TASK INSTRUCTIONS: Could you convert the rows below into a JSON list of strings, one string per line and no blank lines, starting at the line that has "crowd of people." and stopping after the line that has "(113, 1079)"?
==========
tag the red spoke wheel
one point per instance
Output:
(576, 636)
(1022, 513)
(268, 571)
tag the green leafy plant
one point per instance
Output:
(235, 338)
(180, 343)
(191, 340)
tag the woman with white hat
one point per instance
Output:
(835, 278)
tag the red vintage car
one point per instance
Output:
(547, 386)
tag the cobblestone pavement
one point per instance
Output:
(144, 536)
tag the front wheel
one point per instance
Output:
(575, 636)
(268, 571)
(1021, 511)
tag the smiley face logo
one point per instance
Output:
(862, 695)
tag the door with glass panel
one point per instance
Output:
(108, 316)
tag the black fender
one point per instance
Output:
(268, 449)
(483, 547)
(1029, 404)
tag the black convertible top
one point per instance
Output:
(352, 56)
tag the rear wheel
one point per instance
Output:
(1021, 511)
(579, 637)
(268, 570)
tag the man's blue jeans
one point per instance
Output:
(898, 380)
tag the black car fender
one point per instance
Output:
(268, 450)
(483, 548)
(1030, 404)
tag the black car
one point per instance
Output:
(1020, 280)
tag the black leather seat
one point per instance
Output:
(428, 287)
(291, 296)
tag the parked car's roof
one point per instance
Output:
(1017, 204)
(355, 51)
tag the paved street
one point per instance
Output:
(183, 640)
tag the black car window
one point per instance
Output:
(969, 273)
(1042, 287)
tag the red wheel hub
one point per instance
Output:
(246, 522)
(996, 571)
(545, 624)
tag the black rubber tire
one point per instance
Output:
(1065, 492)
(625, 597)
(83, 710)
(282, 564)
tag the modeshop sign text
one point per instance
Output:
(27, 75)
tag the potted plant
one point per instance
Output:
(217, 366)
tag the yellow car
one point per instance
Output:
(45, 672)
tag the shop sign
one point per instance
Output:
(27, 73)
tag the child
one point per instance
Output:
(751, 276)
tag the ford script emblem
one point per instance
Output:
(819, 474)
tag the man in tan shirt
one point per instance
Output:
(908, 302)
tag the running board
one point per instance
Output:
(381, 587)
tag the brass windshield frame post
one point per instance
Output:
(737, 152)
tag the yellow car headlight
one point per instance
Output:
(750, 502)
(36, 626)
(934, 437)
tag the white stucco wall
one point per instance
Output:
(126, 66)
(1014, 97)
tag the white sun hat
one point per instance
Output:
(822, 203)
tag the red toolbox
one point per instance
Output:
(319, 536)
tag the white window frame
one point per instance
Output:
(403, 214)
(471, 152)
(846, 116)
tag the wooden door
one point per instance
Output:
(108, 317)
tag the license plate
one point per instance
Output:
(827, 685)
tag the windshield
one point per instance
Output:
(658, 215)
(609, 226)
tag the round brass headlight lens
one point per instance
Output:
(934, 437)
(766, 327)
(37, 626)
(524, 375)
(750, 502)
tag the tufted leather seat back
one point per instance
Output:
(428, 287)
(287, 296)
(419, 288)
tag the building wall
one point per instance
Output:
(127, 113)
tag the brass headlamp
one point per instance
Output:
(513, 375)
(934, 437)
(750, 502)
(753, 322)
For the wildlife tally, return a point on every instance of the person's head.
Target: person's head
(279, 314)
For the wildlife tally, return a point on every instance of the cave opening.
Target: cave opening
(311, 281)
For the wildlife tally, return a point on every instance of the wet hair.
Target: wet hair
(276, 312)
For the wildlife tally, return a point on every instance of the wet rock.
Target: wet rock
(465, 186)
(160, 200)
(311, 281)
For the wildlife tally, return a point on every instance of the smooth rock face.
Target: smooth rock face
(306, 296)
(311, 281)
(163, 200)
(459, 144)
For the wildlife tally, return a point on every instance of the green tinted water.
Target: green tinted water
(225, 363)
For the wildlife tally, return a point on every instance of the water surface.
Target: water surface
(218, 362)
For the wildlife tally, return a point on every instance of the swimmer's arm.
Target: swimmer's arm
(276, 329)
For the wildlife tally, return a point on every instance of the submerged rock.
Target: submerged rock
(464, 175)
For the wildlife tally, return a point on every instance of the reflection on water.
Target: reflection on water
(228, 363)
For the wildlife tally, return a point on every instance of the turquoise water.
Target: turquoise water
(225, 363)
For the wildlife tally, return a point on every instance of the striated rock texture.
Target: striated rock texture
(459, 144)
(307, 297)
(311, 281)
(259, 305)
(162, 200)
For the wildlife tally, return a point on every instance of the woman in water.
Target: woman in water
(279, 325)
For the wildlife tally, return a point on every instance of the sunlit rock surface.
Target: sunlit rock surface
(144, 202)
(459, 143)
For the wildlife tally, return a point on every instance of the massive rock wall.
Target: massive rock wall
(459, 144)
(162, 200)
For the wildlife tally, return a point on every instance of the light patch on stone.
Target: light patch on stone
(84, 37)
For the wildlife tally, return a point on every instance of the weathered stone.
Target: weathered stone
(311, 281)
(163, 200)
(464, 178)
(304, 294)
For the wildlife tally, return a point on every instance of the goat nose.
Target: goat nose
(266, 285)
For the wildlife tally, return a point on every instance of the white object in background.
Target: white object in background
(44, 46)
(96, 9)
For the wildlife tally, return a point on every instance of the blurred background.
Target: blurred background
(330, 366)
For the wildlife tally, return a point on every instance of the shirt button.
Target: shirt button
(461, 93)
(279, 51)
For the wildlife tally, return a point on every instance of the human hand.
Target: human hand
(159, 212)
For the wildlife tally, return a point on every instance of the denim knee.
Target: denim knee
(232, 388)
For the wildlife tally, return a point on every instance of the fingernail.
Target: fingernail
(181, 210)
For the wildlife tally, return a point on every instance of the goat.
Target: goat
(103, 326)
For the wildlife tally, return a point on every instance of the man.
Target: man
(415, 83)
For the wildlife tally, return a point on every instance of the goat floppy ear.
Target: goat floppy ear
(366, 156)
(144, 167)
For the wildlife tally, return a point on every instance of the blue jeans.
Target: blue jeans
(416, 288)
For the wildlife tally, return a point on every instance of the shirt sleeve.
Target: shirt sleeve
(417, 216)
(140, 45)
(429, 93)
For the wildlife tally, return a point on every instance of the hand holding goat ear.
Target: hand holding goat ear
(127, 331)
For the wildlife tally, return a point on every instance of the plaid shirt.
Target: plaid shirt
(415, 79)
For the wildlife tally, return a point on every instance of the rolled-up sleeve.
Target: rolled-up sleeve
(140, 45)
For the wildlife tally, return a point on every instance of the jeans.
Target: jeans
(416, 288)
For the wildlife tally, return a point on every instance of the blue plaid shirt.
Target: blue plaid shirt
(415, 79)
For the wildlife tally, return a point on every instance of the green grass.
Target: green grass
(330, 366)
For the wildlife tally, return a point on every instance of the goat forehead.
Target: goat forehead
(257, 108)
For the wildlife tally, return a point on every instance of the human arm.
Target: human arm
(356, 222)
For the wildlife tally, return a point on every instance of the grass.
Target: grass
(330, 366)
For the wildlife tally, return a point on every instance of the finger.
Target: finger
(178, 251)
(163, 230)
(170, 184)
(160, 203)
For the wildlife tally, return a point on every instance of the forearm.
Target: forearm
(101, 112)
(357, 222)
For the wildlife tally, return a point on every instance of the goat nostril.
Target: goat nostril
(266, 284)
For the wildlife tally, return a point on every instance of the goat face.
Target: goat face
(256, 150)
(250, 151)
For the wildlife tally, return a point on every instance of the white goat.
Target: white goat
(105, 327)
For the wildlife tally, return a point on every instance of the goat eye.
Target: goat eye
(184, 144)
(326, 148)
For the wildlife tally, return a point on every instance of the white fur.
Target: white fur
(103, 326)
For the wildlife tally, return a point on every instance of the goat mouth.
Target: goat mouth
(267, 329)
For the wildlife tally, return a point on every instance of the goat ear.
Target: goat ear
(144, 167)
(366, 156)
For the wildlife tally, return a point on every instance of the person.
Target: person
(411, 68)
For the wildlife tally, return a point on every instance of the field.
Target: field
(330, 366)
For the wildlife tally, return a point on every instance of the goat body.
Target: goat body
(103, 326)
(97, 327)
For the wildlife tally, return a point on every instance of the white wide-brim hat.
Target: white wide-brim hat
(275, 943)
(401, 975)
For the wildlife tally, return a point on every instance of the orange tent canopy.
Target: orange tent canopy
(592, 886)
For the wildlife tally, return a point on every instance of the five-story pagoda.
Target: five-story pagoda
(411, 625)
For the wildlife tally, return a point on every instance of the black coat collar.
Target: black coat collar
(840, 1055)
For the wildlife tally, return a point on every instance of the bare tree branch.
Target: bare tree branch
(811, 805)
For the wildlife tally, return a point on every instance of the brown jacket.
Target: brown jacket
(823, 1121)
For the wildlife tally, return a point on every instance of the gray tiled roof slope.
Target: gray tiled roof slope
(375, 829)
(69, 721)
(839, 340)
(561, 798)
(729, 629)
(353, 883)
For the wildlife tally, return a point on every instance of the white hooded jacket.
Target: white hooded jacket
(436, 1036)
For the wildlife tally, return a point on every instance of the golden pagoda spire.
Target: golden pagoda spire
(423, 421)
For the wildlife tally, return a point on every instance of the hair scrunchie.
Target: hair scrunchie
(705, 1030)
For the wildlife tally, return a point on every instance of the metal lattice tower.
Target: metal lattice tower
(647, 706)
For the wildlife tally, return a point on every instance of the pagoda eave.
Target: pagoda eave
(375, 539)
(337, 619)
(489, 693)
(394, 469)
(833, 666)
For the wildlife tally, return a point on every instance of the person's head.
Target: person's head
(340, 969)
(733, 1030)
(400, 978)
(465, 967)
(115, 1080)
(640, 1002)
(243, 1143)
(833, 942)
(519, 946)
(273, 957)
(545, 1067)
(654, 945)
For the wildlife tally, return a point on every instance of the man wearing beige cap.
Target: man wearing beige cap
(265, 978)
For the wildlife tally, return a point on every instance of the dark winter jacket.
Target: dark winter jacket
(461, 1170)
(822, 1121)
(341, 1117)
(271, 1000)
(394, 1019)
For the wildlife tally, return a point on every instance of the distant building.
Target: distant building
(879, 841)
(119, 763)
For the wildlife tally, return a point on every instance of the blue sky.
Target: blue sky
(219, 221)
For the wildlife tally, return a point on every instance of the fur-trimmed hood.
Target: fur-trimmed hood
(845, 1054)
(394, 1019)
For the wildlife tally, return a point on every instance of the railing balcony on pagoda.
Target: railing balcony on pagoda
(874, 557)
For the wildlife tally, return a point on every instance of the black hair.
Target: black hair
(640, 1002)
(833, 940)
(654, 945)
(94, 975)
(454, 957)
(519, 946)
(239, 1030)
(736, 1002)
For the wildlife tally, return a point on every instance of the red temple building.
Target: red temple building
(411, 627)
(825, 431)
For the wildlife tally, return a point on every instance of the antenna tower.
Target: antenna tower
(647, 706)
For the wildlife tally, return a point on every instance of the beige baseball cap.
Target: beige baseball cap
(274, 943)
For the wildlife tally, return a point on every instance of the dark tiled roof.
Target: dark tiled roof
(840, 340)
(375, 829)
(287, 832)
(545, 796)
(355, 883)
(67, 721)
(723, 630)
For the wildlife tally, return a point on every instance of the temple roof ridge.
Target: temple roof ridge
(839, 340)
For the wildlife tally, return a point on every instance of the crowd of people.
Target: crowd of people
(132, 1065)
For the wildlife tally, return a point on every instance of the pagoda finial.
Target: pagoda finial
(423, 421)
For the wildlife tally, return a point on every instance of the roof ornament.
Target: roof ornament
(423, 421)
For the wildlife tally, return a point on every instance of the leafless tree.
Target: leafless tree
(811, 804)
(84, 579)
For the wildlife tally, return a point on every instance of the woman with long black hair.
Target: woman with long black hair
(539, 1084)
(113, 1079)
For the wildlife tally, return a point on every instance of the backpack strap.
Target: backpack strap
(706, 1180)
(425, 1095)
==========
RESPONSE TO THE TASK:
[
  "For the wildlife tally, return a point on every instance of the crowd of people.",
  "Target: crowd of people",
  "(132, 1065)",
  "For the wildlife tally, return a point on every instance of the pagoda finial.",
  "Target: pagoda finial",
  "(423, 421)",
  "For the wildlife tally, return a point on every instance of the roof ornament.",
  "Target: roof ornament",
  "(423, 421)",
  "For the wildlife tally, return a point on every instance of the leafless tree.",
  "Target: leafless tree",
  "(811, 804)",
  "(84, 579)",
  "For the wildlife tally, return a point on every instance of the woman with long black hair.",
  "Target: woman with long black hair",
  "(539, 1084)",
  "(113, 1079)"
]